The answer must be every line of the records below that contains the word "star", copied out.

[Opening Data to use section]

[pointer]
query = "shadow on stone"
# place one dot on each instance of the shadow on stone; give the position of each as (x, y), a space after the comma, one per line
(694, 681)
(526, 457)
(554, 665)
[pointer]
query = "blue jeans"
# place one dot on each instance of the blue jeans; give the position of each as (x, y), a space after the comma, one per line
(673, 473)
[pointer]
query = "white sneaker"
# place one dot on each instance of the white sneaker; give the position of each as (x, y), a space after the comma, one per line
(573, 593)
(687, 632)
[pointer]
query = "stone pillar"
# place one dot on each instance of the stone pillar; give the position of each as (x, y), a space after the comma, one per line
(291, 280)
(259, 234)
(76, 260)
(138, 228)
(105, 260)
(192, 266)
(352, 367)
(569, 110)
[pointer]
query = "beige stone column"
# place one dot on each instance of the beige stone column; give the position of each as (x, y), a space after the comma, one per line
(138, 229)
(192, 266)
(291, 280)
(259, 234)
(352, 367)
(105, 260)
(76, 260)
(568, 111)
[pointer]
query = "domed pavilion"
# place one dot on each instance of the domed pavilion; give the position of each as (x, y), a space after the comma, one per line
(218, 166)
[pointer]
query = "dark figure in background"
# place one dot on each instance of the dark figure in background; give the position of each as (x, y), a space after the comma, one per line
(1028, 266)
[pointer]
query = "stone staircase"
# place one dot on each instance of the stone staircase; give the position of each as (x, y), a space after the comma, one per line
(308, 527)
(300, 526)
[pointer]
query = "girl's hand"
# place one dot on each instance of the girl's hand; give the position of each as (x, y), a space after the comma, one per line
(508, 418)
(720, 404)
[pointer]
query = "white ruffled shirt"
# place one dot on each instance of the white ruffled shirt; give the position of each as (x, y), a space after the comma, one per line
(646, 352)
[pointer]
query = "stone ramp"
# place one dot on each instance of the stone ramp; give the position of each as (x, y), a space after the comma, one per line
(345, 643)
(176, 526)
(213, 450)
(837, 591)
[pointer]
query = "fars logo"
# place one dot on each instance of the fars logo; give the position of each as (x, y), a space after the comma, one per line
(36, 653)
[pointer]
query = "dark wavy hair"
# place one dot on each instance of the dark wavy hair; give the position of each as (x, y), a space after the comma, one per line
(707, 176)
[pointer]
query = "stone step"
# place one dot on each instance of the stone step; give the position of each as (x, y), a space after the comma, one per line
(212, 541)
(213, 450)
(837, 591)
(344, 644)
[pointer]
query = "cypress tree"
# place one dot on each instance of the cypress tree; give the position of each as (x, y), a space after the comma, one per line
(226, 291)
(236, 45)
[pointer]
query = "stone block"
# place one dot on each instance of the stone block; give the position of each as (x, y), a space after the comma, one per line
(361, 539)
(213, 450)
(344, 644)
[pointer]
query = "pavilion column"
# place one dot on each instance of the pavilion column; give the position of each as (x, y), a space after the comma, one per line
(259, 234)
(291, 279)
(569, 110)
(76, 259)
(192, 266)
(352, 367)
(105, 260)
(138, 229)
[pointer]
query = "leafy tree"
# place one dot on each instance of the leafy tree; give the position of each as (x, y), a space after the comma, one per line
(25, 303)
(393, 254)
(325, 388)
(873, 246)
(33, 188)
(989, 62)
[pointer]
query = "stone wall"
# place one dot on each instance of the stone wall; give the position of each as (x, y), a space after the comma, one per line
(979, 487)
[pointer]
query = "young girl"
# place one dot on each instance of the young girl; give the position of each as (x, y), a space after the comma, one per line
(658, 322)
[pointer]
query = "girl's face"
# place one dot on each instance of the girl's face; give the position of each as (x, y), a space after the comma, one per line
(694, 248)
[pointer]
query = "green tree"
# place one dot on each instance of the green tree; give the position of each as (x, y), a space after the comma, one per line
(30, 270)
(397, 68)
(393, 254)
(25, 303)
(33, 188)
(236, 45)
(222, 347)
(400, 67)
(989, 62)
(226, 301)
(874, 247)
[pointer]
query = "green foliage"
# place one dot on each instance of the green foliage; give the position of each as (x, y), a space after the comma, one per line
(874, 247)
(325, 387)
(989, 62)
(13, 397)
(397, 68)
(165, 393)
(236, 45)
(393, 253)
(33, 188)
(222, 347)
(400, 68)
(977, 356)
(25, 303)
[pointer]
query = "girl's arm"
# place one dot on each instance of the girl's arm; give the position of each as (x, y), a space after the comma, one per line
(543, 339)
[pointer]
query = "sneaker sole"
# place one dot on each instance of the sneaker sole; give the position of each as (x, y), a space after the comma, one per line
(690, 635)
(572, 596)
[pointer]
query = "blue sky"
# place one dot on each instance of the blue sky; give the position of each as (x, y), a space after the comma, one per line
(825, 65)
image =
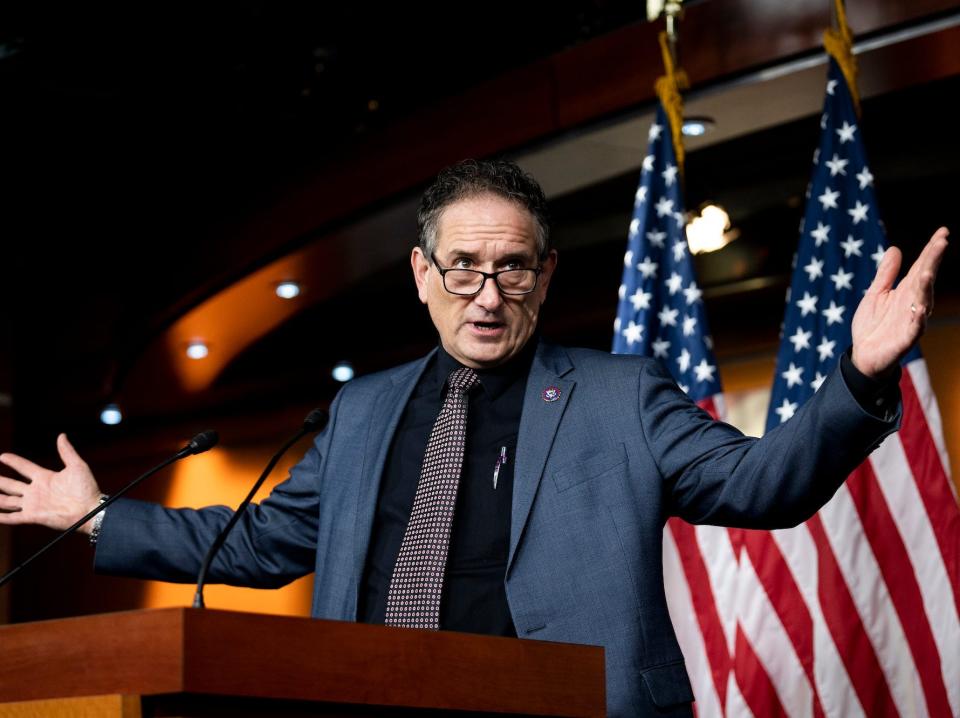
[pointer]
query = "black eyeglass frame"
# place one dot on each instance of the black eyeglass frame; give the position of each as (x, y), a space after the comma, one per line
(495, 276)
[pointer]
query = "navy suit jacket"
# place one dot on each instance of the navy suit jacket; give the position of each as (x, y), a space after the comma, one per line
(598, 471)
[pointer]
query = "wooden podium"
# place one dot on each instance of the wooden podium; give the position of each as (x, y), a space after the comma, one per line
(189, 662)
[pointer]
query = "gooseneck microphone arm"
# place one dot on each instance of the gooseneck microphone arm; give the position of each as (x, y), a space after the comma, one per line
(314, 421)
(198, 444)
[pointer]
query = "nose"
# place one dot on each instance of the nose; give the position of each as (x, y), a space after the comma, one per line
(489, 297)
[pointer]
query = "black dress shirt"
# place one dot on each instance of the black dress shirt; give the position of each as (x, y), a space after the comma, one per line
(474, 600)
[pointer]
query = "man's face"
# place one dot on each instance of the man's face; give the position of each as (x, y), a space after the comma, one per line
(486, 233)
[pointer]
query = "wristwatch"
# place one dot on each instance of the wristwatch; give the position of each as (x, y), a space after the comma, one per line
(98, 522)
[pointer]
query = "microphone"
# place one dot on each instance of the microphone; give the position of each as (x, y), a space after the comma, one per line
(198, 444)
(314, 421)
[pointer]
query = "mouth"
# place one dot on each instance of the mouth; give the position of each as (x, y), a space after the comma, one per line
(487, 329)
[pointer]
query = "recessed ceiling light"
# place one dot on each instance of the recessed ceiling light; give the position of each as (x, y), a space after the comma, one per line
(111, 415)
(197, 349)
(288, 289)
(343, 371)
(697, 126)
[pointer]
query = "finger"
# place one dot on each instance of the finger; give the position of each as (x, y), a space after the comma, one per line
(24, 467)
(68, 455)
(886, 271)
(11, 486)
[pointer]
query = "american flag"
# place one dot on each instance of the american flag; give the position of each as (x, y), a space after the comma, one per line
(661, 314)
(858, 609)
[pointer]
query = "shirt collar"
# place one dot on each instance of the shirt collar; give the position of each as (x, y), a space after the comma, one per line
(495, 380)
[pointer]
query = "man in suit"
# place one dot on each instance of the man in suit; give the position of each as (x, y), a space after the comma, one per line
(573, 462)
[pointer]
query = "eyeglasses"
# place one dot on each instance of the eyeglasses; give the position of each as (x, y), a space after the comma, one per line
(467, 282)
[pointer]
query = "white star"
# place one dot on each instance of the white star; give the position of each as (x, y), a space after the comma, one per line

[Closing Data to use section]
[Opening Data to use section]

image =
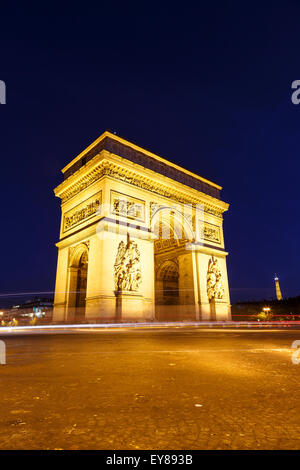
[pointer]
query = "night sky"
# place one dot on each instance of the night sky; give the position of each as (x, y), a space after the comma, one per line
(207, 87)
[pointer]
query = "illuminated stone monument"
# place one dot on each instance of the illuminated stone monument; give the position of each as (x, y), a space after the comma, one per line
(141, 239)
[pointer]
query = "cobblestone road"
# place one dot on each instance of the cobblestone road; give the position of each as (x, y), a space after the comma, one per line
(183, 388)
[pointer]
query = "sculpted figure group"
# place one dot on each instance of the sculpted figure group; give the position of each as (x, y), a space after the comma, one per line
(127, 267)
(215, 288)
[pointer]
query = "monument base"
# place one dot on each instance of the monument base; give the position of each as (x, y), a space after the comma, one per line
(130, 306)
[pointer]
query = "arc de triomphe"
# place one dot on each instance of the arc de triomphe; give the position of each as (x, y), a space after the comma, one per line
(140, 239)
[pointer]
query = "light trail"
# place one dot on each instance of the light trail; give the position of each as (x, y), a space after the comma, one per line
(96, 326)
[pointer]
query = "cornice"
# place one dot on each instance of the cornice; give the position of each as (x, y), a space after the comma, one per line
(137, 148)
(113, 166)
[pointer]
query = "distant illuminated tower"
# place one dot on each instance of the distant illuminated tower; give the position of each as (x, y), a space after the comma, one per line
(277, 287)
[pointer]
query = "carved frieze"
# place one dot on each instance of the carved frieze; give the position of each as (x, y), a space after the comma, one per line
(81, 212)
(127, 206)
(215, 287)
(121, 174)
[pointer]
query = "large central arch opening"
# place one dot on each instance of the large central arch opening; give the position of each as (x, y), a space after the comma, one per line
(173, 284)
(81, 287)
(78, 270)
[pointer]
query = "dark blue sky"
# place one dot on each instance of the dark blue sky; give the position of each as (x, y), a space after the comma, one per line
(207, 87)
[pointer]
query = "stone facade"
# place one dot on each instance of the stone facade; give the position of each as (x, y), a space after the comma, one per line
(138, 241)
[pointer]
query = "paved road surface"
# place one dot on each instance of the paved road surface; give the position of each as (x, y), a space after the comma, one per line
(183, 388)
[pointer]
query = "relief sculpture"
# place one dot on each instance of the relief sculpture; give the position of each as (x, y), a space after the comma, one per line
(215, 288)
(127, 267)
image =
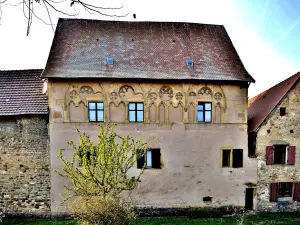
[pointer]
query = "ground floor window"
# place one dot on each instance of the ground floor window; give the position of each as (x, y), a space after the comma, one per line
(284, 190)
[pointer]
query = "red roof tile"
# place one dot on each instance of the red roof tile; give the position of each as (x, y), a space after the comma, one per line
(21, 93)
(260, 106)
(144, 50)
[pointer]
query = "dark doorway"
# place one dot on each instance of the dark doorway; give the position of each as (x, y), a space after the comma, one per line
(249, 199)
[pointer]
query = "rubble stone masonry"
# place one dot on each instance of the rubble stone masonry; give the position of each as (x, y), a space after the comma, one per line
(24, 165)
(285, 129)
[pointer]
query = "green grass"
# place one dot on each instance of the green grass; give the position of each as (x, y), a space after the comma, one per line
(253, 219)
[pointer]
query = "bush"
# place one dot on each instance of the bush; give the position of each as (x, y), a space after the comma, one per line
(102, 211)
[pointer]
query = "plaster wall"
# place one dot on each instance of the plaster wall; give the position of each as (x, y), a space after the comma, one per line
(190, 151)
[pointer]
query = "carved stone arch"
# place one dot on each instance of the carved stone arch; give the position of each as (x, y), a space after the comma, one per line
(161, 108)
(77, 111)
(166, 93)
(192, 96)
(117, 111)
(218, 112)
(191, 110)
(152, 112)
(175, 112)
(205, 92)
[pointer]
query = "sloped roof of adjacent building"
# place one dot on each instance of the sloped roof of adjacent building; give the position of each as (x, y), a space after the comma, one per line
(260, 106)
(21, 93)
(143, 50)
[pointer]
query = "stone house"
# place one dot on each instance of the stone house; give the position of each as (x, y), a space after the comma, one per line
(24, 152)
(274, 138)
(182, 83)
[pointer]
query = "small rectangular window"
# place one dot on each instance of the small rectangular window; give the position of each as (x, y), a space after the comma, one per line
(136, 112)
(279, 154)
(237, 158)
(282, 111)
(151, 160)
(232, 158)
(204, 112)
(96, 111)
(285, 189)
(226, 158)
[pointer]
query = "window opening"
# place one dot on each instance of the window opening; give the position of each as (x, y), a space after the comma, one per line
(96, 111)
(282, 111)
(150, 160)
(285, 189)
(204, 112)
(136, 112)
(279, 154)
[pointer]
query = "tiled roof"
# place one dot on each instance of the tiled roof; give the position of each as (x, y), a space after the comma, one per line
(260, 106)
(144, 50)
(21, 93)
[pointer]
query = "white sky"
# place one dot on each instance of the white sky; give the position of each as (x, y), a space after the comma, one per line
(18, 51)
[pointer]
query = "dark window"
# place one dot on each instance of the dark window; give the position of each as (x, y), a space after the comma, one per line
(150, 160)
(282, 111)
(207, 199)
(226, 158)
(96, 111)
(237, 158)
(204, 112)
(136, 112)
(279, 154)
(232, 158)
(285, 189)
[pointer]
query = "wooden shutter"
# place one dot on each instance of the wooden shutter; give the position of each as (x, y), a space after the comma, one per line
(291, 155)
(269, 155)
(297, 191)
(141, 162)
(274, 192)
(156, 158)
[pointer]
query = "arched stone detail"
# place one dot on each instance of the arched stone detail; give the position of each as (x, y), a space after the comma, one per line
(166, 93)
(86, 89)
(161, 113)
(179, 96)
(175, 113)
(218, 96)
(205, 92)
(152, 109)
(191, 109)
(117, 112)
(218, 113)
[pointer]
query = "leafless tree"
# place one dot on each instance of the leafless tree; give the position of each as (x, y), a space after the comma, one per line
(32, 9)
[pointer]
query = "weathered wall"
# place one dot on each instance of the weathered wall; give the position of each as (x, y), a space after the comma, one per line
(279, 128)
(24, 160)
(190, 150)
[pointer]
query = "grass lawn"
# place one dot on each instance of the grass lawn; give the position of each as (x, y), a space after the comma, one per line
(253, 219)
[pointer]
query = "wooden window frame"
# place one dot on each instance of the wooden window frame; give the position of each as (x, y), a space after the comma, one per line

[Closing Data to use section]

• [Answer for the task]
query = "white star"
# place one dot on each instance of the white star; give the position of each as (x, y), a space after the comma, one per line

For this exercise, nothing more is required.